Passage shown =
__________

Extended listing for paediatric cerebral palsy treatment

Wednesday, 09 December, 2020

Extended listing for paediatric cerebral palsy treatment

Thousands of Australian children living with cerebral palsy now have access to an additional treatment option to treat moderate to severe upper limb spasticity, following the Pharmaceutical Benefits Scheme (PBS) listing extension of Dysport (Clostridium botulinum type A toxin-haemagglutinin complex).

Cerebral palsy is Australia’s most common physical childhood disability, with spasticity affecting up to 80%, and with at least two-thirds within this group having upper limb spasticity, which involves restrictive muscle tightness; loss of muscle control, muscle coordination, muscle tone, reflex and balance; and difficulties with arm and hand movements.

According to paediatrician Dr Chris Ingall from Lismore, NSW, “The new listing of Dysport in children with moderate to severe upper limb cerebral palsy spasticity adds to pharmaceutical treatment options that may help manage the often profound impacts of spasticity associated with cerebral palsy and potentially improve their quality of life.

“Around one in 700 Australian children and adolescents live with cerebral palsy and are faced with daily challenges resulting from incapacitating and uncontrollable muscle spasms and limited muscle movement,” Dr Ingall said.

“Neurological toxin treatment alongside a program of physical therapy can offer significant improvement in muscle tone and spasticity, reducing stiffness and movement difficulties and helps increase a child’s ability to cope with daily activities such as dressing, feeding themselves or attending school.”

The new Dysport PBS listing is based on a phase 3 study with children aged two to 17 years, being treated for upper limb spasticity due to cerebral palsy. The study is published in Developmental Medicine and Child Neurology.

“This study measured the changes from baseline using established scales to assess muscle tone and spasticity for elbow or wrist flexors at week six and subsequent treatment periods,” Dr Ingall said.

__________

Dataset content =
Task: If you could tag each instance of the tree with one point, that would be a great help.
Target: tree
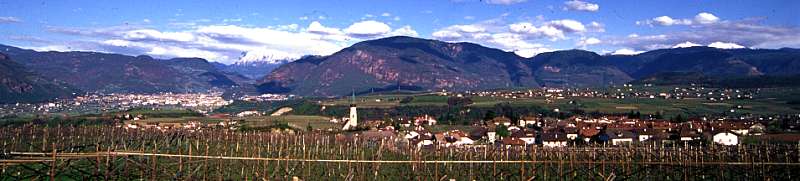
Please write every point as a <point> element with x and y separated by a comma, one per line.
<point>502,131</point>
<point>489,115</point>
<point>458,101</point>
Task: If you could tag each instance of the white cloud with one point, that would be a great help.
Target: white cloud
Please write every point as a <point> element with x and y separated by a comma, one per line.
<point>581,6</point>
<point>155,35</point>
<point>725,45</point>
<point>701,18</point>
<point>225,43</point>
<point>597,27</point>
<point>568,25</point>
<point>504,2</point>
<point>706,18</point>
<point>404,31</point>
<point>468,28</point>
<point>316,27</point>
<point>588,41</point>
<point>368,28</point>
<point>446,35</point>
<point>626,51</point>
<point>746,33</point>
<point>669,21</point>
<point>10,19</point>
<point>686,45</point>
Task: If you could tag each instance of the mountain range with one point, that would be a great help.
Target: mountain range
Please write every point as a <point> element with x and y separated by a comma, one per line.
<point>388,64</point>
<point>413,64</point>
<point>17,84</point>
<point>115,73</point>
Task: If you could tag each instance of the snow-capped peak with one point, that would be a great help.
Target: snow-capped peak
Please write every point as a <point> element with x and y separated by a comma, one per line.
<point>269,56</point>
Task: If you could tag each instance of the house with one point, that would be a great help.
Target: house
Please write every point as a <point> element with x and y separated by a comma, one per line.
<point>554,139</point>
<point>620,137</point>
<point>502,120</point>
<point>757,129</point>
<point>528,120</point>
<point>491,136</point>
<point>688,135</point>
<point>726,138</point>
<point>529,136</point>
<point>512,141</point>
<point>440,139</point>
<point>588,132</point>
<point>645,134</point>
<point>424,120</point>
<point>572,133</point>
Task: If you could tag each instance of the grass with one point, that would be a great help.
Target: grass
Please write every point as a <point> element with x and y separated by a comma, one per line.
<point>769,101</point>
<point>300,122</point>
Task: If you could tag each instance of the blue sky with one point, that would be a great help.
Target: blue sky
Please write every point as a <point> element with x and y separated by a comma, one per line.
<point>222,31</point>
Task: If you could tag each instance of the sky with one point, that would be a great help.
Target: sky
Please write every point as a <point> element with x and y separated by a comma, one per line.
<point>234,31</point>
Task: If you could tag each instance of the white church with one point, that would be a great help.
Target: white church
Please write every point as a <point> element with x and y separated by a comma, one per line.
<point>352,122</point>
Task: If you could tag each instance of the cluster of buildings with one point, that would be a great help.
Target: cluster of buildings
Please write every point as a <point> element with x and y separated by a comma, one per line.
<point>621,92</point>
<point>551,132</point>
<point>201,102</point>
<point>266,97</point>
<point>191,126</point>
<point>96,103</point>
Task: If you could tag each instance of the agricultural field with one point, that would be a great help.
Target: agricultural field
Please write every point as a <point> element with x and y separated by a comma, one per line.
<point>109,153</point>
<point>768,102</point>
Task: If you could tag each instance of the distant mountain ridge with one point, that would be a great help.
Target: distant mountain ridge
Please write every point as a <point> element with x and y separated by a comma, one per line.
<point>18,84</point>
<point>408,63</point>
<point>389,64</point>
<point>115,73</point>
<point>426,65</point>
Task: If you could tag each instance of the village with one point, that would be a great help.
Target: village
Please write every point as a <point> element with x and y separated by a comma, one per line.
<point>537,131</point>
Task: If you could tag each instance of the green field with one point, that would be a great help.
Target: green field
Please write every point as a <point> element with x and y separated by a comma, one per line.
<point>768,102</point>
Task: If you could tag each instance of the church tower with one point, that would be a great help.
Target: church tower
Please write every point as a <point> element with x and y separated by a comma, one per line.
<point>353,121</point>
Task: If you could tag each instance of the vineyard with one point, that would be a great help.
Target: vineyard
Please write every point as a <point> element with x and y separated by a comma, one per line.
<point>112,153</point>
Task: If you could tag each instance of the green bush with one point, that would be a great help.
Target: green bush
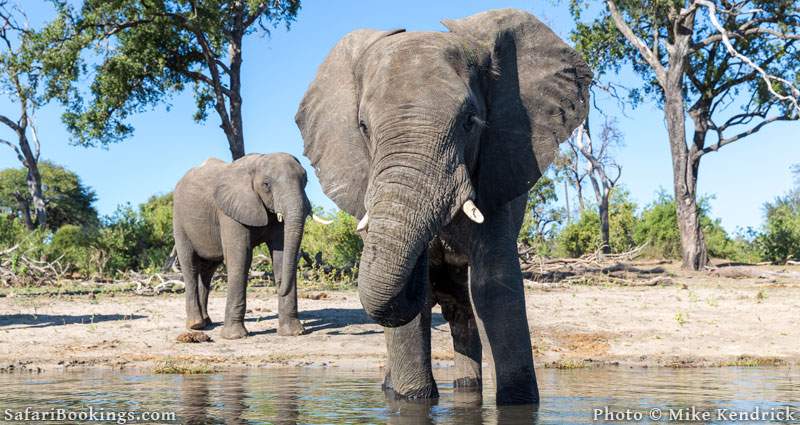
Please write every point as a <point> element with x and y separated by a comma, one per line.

__________

Task brief =
In the article on the Dysport listing for cerebral palsy, type out everything from "Wednesday, 09 December, 2020" down to "and hand movements.".

Solution =
Wednesday, 09 December, 2020

Extended listing for paediatric cerebral palsy treatment

Thousands of Australian children living with cerebral palsy now have access to an additional treatment option to treat moderate to severe upper limb spasticity, following the Pharmaceutical Benefits Scheme (PBS) listing extension of Dysport (Clostridium botulinum type A toxin-haemagglutinin complex).

Cerebral palsy is Australia’s most common physical childhood disability, with spasticity affecting up to 80%, and with at least two-thirds within this group having upper limb spasticity, which involves restrictive muscle tightness; loss of muscle control, muscle coordination, muscle tone, reflex and balance; and difficulties with arm and hand movements.